## SELECTED EXTRACT:
When it comes to artificial intelligence (AI) stocks, chances are investors’ thoughts may turn to semiconductors, massive data centers, or cloud computing infrastructure. This is great news for chip powerhouses and hyperscalers like Nvidia, Advanced Micro Devices, Broadcom, Taiwan Semiconductor Manufacturing, Microsoft, Amazon, or Alphabet, but investors could be overlooking emerging opportunities beyond the usual suspects.
Enterprise-grade software will become an increasingly vital layer atop the hardware stack. The commercial angle is to market AI-powered software to large corporations with complex needs spanning data analytics, logistics, human resources, cybersecurity, and more.
But there is another opportunity outside of the private sector: how AI is redefining one of the largest and most sophisticated enterprises of all, the U.S. government. Earlier this year, Defense Secretary Pete Hegseth announced a plan to allocate more spending toward the Software Acquisition Pathway (SWP), a strategy first deployed in 2020. Its stated aim is to “provide for the efficient and effective acquisition, development, integration, and timely delivery of secure software.”
Let’s explore how Palantir Technologies(NASDAQ: PLTR) and BigBear.ai(NYSE: BBAI) are capitalizing on AI’s shift from hardware to software and how each company is approaching the opportunity with SWP.

## DATA PROVIDED:
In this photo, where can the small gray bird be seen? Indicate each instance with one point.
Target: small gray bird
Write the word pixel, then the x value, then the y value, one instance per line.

## GOAL:
Name every company that the text on artificial intelligence stocks calls a chip powerhouse or hyperscaler.

## FINAL ANSWER:
Nvidia, Advanced Micro Devices, Broadcom, Taiwan Semiconductor Manufacturing, Microsoft, Amazon, Alphabet